■ Task to complete ■
Of the records that follow, copy only the lines from the line containing "Q: Point to every instance of the colorful" to the line containing "Query: bicycle saddle", both included, exactly as written.

■ Material provided ■
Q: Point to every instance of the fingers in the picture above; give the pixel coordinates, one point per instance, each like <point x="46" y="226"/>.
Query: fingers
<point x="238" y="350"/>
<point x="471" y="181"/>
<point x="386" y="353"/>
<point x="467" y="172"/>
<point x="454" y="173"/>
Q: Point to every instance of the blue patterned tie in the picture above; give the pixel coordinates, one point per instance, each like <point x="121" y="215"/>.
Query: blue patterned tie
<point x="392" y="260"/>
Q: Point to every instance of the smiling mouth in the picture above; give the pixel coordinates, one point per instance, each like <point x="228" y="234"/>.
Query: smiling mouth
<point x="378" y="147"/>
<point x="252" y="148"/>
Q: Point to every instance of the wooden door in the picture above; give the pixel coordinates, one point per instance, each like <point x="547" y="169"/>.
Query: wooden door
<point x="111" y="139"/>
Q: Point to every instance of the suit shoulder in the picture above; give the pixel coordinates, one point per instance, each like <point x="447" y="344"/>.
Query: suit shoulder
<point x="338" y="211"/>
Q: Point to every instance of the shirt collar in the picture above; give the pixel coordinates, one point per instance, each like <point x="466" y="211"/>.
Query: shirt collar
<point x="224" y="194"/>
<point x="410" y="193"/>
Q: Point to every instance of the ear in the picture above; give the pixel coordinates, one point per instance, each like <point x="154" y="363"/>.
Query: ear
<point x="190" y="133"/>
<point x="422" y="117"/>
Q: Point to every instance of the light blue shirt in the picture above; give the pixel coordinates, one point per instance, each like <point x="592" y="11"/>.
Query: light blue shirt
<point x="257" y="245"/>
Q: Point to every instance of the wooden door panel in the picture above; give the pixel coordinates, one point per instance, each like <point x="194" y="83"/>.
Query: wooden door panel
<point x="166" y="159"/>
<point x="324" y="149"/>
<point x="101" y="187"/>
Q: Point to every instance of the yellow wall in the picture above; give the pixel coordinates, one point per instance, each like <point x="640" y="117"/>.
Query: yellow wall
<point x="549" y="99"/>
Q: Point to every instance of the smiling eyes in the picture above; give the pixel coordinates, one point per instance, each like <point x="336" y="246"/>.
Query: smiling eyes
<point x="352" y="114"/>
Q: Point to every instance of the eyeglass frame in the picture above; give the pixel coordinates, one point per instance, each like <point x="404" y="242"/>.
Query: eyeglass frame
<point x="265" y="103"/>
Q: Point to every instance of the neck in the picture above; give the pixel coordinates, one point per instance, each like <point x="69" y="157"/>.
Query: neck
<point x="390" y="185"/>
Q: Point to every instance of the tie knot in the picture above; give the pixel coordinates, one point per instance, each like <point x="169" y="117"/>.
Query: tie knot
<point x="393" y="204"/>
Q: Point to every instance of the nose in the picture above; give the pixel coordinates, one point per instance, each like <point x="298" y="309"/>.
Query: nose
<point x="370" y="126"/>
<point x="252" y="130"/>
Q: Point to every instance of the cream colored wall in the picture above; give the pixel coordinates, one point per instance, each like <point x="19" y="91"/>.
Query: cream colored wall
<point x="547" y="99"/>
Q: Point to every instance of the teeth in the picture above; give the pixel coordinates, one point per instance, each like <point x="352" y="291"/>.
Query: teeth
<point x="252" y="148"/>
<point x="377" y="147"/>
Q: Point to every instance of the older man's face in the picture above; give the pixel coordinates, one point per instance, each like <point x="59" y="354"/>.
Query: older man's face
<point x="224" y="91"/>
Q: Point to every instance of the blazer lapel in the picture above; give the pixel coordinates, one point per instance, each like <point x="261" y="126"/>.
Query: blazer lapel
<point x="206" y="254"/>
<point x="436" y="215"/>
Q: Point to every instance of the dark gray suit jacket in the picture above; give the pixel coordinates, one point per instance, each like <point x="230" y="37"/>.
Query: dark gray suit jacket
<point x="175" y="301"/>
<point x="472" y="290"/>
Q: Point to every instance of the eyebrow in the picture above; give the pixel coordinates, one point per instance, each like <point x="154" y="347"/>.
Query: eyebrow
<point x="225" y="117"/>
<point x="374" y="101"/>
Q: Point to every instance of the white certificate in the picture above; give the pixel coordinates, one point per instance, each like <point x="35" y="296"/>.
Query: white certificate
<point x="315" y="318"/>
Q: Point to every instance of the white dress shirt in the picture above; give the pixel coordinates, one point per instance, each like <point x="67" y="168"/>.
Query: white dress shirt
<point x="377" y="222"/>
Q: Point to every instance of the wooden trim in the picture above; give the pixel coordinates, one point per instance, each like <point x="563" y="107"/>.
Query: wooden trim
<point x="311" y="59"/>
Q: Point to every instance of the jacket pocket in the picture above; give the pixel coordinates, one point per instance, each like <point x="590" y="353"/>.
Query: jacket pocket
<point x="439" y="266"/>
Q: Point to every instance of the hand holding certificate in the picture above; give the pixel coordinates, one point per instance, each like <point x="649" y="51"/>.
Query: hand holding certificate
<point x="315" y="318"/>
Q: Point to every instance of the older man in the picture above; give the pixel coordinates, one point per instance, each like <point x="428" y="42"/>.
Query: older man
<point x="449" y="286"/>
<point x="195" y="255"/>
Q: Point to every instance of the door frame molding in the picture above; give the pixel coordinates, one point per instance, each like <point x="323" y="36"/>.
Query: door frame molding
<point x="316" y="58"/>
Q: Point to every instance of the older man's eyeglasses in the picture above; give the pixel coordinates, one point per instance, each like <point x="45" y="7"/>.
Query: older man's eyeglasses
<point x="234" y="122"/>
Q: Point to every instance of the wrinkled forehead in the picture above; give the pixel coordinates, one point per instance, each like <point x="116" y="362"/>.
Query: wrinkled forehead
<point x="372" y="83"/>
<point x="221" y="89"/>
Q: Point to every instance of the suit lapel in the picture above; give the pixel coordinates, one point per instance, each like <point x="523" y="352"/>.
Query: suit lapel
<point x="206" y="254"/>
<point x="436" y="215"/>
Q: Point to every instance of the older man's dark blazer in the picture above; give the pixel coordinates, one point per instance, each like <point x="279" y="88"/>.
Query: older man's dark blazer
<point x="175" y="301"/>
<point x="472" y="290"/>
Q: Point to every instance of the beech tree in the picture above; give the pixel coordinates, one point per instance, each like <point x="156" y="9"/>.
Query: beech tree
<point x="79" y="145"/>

---

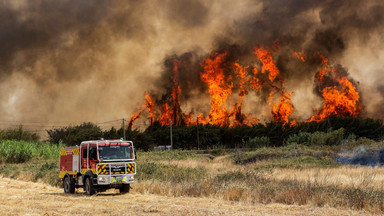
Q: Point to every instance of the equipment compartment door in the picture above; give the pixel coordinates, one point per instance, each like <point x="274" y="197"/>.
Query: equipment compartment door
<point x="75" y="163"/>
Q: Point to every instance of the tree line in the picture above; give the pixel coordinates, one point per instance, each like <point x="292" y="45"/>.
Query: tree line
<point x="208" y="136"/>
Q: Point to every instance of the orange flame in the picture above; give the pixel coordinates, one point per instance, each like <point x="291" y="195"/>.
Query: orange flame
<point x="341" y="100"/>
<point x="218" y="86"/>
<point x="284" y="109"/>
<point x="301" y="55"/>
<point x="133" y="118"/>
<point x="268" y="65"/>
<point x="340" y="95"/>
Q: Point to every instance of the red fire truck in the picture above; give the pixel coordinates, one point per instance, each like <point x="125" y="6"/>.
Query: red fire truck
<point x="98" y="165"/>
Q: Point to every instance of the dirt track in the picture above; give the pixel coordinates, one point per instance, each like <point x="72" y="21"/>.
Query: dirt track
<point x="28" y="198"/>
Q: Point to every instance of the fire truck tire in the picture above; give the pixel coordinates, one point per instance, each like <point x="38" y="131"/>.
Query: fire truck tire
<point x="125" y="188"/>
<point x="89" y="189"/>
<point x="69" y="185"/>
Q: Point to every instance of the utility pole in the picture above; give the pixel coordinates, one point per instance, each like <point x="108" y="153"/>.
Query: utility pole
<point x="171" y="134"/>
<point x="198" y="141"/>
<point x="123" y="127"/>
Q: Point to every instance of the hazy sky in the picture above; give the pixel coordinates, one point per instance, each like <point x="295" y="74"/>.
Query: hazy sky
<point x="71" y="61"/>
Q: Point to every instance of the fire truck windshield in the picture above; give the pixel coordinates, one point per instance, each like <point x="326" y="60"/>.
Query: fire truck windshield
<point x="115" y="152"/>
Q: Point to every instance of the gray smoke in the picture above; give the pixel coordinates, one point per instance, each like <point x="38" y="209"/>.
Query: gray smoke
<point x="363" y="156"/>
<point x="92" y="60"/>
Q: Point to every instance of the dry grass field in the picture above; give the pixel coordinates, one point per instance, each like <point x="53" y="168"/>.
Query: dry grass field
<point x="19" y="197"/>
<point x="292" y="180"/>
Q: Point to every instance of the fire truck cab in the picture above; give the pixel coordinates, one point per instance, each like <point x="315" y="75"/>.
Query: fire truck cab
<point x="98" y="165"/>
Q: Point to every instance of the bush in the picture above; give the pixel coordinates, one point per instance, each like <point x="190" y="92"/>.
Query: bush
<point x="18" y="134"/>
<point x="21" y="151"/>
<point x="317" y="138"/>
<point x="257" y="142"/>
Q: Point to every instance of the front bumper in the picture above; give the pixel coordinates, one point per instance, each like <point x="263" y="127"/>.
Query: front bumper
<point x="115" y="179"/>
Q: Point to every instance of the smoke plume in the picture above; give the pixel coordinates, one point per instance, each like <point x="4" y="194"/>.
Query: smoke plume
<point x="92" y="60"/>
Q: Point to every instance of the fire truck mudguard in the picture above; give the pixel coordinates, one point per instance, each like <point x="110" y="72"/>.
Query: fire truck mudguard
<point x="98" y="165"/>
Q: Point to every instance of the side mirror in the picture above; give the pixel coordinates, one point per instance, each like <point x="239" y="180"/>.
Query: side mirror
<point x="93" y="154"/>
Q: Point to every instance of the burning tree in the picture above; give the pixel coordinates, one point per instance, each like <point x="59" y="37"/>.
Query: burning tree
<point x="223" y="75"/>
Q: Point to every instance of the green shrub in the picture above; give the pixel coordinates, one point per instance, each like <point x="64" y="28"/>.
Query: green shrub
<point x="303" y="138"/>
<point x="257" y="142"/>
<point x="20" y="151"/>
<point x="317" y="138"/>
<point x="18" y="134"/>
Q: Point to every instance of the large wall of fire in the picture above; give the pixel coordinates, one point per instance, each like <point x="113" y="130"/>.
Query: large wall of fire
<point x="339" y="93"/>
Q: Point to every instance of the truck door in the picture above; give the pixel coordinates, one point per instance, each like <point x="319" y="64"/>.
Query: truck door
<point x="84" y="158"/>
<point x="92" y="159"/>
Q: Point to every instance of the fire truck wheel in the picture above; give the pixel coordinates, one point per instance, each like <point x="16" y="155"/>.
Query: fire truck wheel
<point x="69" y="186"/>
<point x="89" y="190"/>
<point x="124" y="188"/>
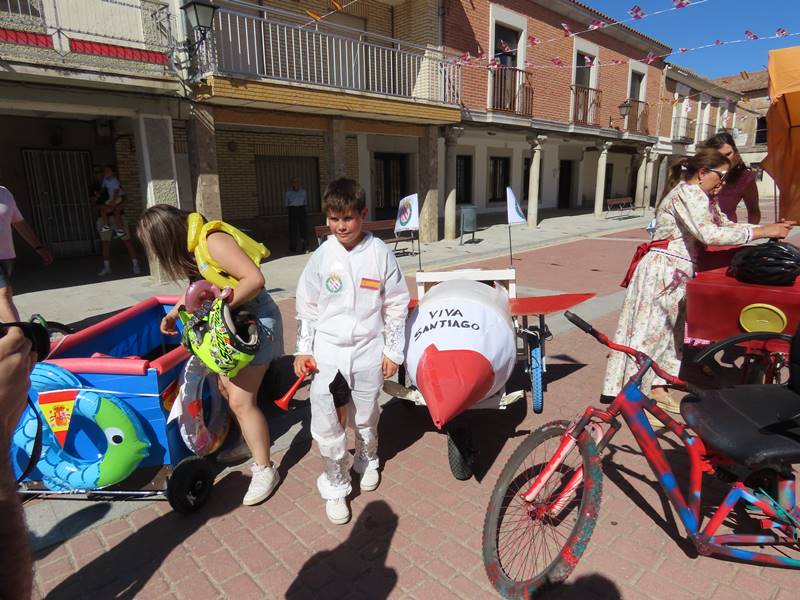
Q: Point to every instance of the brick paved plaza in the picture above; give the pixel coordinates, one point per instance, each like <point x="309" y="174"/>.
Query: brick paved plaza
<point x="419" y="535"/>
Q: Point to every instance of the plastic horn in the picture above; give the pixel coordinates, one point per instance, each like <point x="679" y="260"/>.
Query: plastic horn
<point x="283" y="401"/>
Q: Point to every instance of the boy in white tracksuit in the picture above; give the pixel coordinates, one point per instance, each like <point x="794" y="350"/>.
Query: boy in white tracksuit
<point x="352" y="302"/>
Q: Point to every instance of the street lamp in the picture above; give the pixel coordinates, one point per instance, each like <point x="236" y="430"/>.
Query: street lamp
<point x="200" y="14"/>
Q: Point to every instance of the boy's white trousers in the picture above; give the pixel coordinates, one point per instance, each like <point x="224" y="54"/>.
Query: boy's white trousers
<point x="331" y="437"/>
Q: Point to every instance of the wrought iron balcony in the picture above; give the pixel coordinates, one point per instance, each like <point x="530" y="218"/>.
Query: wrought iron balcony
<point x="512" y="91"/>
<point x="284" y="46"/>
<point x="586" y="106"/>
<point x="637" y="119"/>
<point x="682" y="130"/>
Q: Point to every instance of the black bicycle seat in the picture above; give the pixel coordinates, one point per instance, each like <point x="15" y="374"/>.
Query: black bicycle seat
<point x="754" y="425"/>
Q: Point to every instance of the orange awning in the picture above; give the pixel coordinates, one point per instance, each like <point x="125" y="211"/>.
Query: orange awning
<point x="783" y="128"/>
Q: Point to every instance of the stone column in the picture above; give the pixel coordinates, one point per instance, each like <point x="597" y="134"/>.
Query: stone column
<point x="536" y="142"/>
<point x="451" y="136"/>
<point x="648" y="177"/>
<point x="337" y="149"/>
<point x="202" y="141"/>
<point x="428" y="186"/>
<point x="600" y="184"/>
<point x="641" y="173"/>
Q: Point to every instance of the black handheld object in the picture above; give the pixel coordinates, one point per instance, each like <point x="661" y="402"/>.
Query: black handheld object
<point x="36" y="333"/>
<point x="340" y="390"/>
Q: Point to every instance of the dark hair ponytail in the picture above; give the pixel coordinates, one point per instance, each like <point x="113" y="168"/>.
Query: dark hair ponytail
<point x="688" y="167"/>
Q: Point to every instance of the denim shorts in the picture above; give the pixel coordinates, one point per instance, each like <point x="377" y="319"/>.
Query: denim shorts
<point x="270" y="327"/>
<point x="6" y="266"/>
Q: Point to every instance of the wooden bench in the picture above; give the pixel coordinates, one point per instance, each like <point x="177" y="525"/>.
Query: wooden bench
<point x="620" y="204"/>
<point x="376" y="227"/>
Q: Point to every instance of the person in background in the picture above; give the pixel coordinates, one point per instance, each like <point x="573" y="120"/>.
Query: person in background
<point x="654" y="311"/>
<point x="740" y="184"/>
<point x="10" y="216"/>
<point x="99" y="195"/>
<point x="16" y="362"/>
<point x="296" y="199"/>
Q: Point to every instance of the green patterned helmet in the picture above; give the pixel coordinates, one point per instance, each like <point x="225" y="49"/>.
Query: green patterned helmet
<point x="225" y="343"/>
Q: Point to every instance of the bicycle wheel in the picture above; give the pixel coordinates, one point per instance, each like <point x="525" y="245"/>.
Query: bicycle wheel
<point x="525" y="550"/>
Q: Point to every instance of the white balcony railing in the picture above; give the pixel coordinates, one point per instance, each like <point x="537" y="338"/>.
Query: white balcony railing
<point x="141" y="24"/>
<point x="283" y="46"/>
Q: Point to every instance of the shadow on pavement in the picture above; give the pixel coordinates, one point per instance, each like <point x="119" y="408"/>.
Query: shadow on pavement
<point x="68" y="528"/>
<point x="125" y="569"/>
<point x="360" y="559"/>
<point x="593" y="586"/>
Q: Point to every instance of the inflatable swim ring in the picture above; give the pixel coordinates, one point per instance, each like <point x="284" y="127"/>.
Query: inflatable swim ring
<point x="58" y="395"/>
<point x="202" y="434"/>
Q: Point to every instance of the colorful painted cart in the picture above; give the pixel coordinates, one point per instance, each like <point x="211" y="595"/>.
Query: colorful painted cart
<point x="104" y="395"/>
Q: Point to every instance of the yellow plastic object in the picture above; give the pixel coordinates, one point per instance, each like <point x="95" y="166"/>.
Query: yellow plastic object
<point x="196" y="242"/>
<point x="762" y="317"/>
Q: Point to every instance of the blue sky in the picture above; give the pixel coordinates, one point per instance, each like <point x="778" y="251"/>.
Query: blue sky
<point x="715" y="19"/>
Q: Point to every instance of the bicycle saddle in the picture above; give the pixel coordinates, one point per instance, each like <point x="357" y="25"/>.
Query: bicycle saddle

--

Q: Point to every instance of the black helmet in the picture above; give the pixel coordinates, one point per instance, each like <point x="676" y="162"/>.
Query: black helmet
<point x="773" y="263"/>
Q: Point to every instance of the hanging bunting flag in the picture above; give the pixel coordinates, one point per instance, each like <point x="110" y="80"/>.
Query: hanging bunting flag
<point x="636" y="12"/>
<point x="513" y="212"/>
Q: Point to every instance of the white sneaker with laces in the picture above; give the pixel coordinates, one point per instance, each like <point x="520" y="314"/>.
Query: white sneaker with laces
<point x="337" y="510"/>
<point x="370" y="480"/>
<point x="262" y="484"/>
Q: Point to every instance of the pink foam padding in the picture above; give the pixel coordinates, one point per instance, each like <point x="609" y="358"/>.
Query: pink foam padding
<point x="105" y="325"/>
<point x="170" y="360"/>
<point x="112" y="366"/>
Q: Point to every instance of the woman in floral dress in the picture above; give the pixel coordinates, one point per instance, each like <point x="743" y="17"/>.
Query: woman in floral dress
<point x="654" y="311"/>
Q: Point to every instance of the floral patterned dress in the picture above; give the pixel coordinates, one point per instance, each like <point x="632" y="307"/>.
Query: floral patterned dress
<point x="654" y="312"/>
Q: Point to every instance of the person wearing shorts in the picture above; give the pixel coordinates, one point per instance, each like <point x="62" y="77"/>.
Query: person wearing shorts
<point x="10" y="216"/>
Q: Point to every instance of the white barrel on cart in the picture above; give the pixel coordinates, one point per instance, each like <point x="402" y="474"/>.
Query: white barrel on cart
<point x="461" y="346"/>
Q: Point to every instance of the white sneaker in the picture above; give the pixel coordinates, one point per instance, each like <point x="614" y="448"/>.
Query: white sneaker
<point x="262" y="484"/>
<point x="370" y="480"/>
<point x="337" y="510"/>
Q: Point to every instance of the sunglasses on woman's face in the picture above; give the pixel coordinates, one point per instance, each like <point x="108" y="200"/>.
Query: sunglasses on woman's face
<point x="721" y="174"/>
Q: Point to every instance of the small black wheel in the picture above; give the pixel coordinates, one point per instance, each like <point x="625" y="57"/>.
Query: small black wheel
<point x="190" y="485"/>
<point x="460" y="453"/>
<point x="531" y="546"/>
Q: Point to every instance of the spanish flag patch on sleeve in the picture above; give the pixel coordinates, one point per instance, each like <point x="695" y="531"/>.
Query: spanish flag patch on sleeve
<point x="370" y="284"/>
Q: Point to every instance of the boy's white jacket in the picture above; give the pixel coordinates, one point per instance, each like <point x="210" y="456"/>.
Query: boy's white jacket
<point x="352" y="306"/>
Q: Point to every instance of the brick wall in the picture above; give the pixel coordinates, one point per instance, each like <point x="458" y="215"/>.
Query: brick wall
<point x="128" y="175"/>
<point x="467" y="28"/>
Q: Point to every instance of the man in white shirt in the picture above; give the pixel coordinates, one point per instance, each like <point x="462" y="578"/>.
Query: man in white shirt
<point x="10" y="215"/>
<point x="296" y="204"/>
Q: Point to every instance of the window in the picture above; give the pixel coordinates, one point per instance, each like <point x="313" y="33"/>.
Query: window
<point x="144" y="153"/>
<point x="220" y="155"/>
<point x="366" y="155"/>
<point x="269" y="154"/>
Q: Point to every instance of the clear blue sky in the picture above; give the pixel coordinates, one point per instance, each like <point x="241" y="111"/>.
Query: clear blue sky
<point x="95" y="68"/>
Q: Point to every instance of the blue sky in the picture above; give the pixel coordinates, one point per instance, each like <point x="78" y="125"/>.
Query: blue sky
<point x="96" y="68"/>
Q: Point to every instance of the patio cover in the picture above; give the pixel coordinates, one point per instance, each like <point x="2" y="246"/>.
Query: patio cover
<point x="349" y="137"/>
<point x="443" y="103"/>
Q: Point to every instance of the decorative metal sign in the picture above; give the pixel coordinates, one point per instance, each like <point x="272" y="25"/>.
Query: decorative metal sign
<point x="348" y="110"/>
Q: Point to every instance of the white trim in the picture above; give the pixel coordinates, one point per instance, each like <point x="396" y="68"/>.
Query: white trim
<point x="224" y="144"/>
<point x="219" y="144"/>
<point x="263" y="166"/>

■ Task response ■
Q: Point to every instance of the colorful painted cart in the picture above; give the pixel coordinates, one point per instance, each like <point x="211" y="595"/>.
Query: colorful painted cart
<point x="104" y="395"/>
Q: Point to every instance of the yellow plastic object in the picture above; give the pixel coordinates, one point per instance, each like <point x="95" y="166"/>.
Query: yellow plastic object
<point x="196" y="242"/>
<point x="762" y="317"/>
Q: Point to every instance of the blue sky in the picture above; give the pixel coordinates, one point per instance, each like <point x="778" y="251"/>.
Query: blue sky
<point x="715" y="19"/>
Q: Point to every instance of the bicycle saddle in the picture above; give the pixel coordinates, one point per instance, each like <point x="357" y="25"/>.
Query: bicycle saddle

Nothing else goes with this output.